------ DATA FOR THIS TASK
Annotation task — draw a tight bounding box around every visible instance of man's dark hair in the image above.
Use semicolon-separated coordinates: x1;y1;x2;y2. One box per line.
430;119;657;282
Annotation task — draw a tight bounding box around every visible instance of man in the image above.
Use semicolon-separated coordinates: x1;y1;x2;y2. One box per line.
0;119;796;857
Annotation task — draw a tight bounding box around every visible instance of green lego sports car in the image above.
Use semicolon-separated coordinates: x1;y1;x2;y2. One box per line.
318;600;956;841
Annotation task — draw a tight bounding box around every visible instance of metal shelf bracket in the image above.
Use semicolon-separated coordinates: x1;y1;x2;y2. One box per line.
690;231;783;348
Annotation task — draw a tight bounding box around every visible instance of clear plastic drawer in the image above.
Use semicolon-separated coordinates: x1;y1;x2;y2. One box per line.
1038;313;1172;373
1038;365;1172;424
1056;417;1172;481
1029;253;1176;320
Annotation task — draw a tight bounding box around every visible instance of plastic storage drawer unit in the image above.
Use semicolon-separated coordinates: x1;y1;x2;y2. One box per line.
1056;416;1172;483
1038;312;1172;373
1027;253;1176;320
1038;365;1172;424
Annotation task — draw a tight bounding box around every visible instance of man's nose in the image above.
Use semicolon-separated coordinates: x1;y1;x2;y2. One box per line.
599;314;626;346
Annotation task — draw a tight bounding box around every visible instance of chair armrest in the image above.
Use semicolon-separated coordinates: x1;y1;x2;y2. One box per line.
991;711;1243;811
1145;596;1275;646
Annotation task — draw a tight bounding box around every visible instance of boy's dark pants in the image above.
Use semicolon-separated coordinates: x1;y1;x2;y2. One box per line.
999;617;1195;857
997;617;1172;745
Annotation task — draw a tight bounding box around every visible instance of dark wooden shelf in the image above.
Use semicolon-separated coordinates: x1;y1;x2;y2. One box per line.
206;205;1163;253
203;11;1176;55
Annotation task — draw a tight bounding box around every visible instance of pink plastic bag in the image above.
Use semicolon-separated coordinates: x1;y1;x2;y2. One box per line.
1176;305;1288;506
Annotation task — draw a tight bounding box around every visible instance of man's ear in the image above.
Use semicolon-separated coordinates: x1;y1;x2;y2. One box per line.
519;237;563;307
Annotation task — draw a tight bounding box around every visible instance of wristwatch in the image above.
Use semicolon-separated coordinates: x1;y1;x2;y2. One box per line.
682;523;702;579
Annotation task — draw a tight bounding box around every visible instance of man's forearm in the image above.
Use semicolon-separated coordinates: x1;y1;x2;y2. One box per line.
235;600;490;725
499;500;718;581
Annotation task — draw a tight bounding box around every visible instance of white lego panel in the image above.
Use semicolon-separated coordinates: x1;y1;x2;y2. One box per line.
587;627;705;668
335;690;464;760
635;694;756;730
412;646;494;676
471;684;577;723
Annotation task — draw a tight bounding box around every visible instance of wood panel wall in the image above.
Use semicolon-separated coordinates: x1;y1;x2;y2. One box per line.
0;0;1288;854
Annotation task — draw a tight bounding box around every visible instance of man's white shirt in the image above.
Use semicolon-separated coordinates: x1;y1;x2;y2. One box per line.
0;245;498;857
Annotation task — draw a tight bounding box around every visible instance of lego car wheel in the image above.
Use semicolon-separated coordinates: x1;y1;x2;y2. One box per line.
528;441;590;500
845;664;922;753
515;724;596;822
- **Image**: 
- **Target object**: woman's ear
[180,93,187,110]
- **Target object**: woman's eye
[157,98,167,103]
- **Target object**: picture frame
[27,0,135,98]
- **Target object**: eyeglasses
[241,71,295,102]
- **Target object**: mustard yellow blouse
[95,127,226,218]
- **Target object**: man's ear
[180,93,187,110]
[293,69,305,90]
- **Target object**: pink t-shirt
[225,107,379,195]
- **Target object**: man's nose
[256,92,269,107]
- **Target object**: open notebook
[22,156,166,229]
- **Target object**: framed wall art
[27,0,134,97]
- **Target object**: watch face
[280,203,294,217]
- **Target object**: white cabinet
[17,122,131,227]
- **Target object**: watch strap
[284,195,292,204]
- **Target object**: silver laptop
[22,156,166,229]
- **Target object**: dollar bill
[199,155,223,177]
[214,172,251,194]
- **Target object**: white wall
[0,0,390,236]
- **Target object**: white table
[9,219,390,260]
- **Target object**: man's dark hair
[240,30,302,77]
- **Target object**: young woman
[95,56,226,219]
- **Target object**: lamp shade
------------
TASK BRIEF
Rewrite all of the entries above, changing each occurrence of "man's dark hair" to "man's black hair" and leaving everything else untouched.

REPLY TO THE EXERCISE
Annotation task — draw a tight bounding box around every visible instance of man's black hair in the image above.
Use semicolon-separated coordinates: x1;y1;x2;y2. One box per line.
430;119;657;282
Annotation task — draw a tight bounding box around every visible instance of man in the image above.
Use semicolon-separated coordinates: x1;y1;x2;y2. One box per line.
0;119;796;857
Annotation task — draw a tight bounding box around every visible instance of green lego sports car in the image above.
Use semicolon-separated coordinates: x1;y1;x2;y2. One box per line.
318;600;956;841
Annotation task — draw a tight bounding box around every visible instance of metal shelf bracket in the image above.
Use semicolon-separated coordinates: x1;y1;x2;y2. One box per line.
690;231;783;348
Annotation task — draw a tight bounding box around every visible instance of clear plastic drawer in the image above.
Use semicolon-separated coordinates: x1;y1;x2;y2. One box per line.
1038;313;1172;373
1038;365;1172;424
1056;417;1172;481
1029;253;1176;320
Annotation task — draw a tight bounding box around every visible instance of plastic storage drawer unit in the image above.
Use semicolon-separated coordinates: x1;y1;x2;y2. One box per line.
1056;416;1172;483
1038;312;1172;373
1027;253;1176;320
1038;365;1172;424
Annotation task — draw a tight bounding box around every visible instance of man's nose in the image above.
Use semicolon-separated coordinates: x1;y1;x2;y2. One box per line.
599;314;626;346
Annotation task — draw a tight bounding box around every visible instance of chair armrest in the image above.
Use semicolon-separated coordinates: x1;y1;x2;y2. One box per line.
991;711;1243;811
1145;596;1275;646
Annotation task — draw a tight bounding box around every visible instance of boy's dark pants in the image above.
Use semicolon-separated coordinates: x1;y1;x2;y2. One box per line.
999;617;1195;857
997;617;1172;745
Annotation task — draw a tight bounding box around every visible instance of dark wooden shelf in the image above.
Use semicolon-separated coordinates: x1;y1;x2;y2. One box per line.
206;205;1163;253
203;11;1176;55
Annotation task — draw a tight bounding box around every visible instance of pink plastic bag in the image above.
Use semicolon-separated coordinates: x1;y1;x2;y2. One box per line.
1176;305;1288;506
Annotation task — draw a tight bounding box around every visible instance of man's ear in the image above.
Use semicolon-separated coordinates: x1;y1;x2;y2. One box per line.
519;237;563;307
Annotation task — draw a tight bounding box around every visible instance of wristwatch in the image above.
Use semicolon-separated coordinates: x1;y1;x2;y2. One box per line.
682;523;702;579
Annotation task — draw a tight bounding box around every visible instance of man's forearm in the image above.
Use semicolon-separated coordinates: x1;y1;x2;y2. One box per line.
235;600;490;725
499;500;718;581
Annotation task — draw a tight bounding box around every visible instance of white lego panel in the image above.
Use semicolon-separated coordinates: x1;y1;x2;y2. One box per line.
587;627;705;668
335;690;464;760
635;694;756;730
412;646;494;676
471;684;577;723
Annotation task — draw a tight bounding box around every visible instance of wood panel wall in the image above.
Use semicolon-separated coordinates: x1;y1;x2;y2. One box per line.
0;0;1288;854
Annotation task — draw a tight bounding box around every visible instance of man's white shirt in the image above.
Use semicolon-separated coordinates: x1;y1;x2;y2. One box per line.
0;245;498;857
Annotation task — draw a tight bounding box around every visible instance of lego car wheel in the image above.
Use semicolon-separated coordinates: x1;y1;x2;y2. One box per line.
528;441;590;500
845;664;922;753
515;724;596;822
- **Image**: 
- **Target object**: woman's ear
[180,93,187,110]
- **Target object**: woman's eye
[157,98,167,103]
- **Target object**: picture frame
[27,0,135,98]
- **Target object**: eyeglasses
[241,71,295,102]
- **Target object**: mustard yellow blouse
[95,127,226,218]
- **Target object**: man's ear
[180,93,187,110]
[293,69,305,90]
- **Target object**: pink t-shirt
[225,107,379,195]
- **Target object**: man's nose
[256,92,269,107]
- **Target object**: open notebook
[22,156,166,229]
- **Target object**: framed wall art
[27,0,134,97]
- **Target object**: watch face
[280,203,294,217]
- **Target object**: white cabinet
[17,122,131,227]
- **Target object**: watch strap
[284,195,292,204]
- **Target object**: silver laptop
[22,156,166,229]
- **Target object**: dollar bill
[199,155,223,177]
[214,172,251,194]
- **Target object**: white wall
[0,0,390,236]
- **Target object**: white table
[9,219,390,260]
- **Target object**: man's black hair
[240,30,302,77]
- **Target object**: young woman
[95,56,226,219]
- **Target object**: lamp shade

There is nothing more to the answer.